Task description
In all of the material, switch "place a marker on" to "put a dot on" and leave everything else unchanged. Leave the pictures out of your answer.
----- Data to use
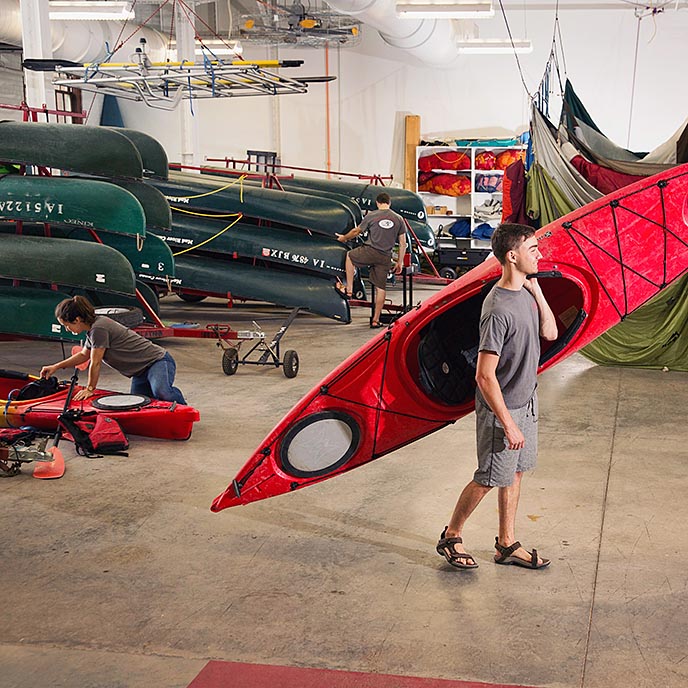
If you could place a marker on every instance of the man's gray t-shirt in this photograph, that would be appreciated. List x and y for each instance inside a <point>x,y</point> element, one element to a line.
<point>125,351</point>
<point>384,227</point>
<point>510,327</point>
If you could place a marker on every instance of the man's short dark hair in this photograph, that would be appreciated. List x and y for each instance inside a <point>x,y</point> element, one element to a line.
<point>508,237</point>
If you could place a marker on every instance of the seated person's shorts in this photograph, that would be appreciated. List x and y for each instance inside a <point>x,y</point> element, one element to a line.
<point>497,464</point>
<point>379,263</point>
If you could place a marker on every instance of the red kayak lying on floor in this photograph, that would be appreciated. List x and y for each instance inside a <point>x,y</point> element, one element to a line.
<point>601,262</point>
<point>137,414</point>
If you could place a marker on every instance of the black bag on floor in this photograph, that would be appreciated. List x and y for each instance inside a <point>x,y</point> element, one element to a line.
<point>43,387</point>
<point>94,434</point>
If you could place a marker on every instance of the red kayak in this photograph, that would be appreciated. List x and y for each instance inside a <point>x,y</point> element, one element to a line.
<point>601,262</point>
<point>137,414</point>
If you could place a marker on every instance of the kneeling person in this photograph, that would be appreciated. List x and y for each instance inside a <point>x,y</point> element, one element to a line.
<point>150,367</point>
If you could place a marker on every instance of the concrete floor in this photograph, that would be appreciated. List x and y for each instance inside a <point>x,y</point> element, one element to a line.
<point>119,575</point>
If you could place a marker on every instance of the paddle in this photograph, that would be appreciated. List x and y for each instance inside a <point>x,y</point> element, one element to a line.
<point>49,470</point>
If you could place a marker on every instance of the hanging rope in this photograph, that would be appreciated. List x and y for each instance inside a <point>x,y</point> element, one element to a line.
<point>222,188</point>
<point>518,62</point>
<point>635,69</point>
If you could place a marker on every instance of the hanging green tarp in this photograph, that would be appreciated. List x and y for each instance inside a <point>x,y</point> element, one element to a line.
<point>544,200</point>
<point>654,336</point>
<point>573,107</point>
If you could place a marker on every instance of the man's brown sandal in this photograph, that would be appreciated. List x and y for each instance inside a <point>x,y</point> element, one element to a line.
<point>342,291</point>
<point>460,560</point>
<point>506,557</point>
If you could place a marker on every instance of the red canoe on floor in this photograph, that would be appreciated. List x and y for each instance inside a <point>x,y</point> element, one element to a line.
<point>138,415</point>
<point>605,260</point>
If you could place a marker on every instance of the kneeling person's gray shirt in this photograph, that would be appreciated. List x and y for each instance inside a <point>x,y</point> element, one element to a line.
<point>125,351</point>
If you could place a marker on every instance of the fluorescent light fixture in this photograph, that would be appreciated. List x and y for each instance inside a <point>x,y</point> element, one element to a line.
<point>491,46</point>
<point>90,10</point>
<point>219,51</point>
<point>445,9</point>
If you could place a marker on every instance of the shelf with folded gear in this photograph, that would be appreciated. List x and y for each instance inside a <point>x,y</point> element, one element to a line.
<point>462,190</point>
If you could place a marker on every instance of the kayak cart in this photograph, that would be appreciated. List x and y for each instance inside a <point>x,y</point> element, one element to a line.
<point>268,352</point>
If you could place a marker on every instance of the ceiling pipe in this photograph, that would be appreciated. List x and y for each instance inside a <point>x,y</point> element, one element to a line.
<point>432,41</point>
<point>84,41</point>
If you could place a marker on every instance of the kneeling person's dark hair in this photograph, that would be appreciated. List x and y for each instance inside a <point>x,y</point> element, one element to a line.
<point>508,237</point>
<point>76,307</point>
----------
Response to this exercise
If you could put a dot on every instance of the man's gray t-shirt in this photograph, that would be appreciated. List x and y for each instance inside a <point>x,y</point> element, one element to a line.
<point>125,351</point>
<point>384,227</point>
<point>510,327</point>
If you could put a dot on every instance of the man's short dark hair in this photograph, that would be appreciated. List x and y for each instance inside a <point>x,y</point> element, one element to a line.
<point>508,237</point>
If you could put a dot on every instance of the seated person's shorts in this photograph, that would be appreciated. List x and y for each instance inside a <point>x,y</point> element, one element to a line.
<point>497,464</point>
<point>379,263</point>
If you could put a dot on every instance of the red kayak lying on floor in this photograph, that would be appreciated. List x and y for each instance inside a <point>x,y</point> element, one element to a line.
<point>601,262</point>
<point>137,414</point>
If you could put a dot on every instance of the black bag on floor in this photograph, that would be appreciated. List x and y for each instance inside a <point>x,y</point> element, one element to a line.
<point>43,387</point>
<point>94,434</point>
If you could put a dot on every instance of the red kayak in this photograph, that would be appreciated. List x and y for each instance inside a <point>x,y</point> element, one element to a line.
<point>601,262</point>
<point>137,414</point>
If you could put a dot on every instance of the kneeling person in this photograph, that would be appreciated. List x and y for each instance inside a <point>x,y</point> element, one element to a line.
<point>150,367</point>
If you could put a dot on every instance of the concrete floor in this photograph, that would be appreciated. List x and y for each instance inside a <point>x,y</point> element, one element to a line.
<point>119,575</point>
If you could put a dot on every instance of the paddle in this photograph, that would be appreciated. List x and y for each instance inside a <point>x,y</point> element, one element to a line.
<point>49,470</point>
If you could put a dot on every instance of the hanging rope in this photograph, that would be appreciated. List x and y for each instance inside a <point>x,y</point> element, one element to a line.
<point>222,188</point>
<point>518,62</point>
<point>635,69</point>
If you could put a dot on every instance of the hanging green tarp in this photograph, that would be appreciated. List x and y for each instance inside a <point>x,y</point> element, one element to a line.
<point>544,200</point>
<point>654,336</point>
<point>573,107</point>
If you could put a dot on every instance of the man's brown sandal in this photograph, that would be appreciated. List x and y for each instance inside a <point>x,y</point> element, one element to a line.
<point>342,291</point>
<point>460,560</point>
<point>506,557</point>
If you could put a dot on every instance of the red canoe on floor in this photograph, that would be appreciated. List x and y for each instance inside a <point>x,y</point> element, one element to a line.
<point>138,415</point>
<point>605,260</point>
If you could put a dot on every instance of the kneeling person's gray shirt in this photograph, that would be appreciated. List x and y for each instance inside a <point>x,y</point> element, one element to a line.
<point>125,351</point>
If you could put a dot on every instance of the fluorescent light fixture in this photograph, that would be appreciated. List x and y for each instance inside a <point>x,y</point> element, one element to a line.
<point>491,46</point>
<point>90,10</point>
<point>219,51</point>
<point>445,9</point>
If you could put a dot on every instance of the shelf with folded gear in this photograph, that would be appreciated. List x and y for each instance inside a <point>x,y</point> element, one element to a line.
<point>462,190</point>
If you could put a dot on every instance of the kayak cart in this photograph, that would be appreciated. List x and y for each instance inside a <point>x,y</point> element, one element to a line.
<point>268,352</point>
If you could put a dot on every instance of the ceiling pipe in this photograph, that would be appreciated. List x and y for each instance inside a <point>x,y</point> element, one element to a line.
<point>432,41</point>
<point>84,41</point>
If you could put a dot on every instance of the kneeling person's dark hair in this photograph, that would be appreciated. List x and y for each instance inside a <point>x,y</point> element, one element to a line.
<point>508,237</point>
<point>76,307</point>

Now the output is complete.